[start of Supplied entries]

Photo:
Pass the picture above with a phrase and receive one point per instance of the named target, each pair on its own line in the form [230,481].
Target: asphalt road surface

[end of Supplied entries]
[start of Supplied entries]

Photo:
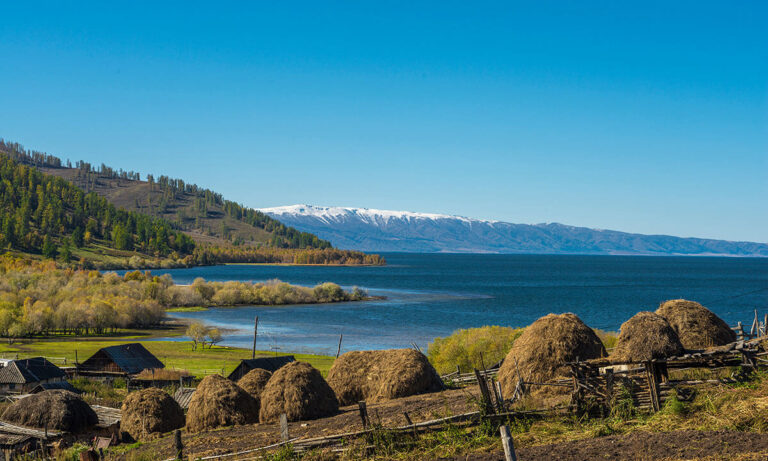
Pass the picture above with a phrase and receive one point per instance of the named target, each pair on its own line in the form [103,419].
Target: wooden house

[end of Supplied entries]

Written exercise ▸ Report every passage in the records that contains the word "line", copying each one in full.

Task result ▸
Pass the picture above with a phrase and receive one point per instance of the named target, each pair on its own line in the form [230,481].
Pass the picture above with a phrase and receive one point per instance of the named target, each pair on its own line in the form [103,419].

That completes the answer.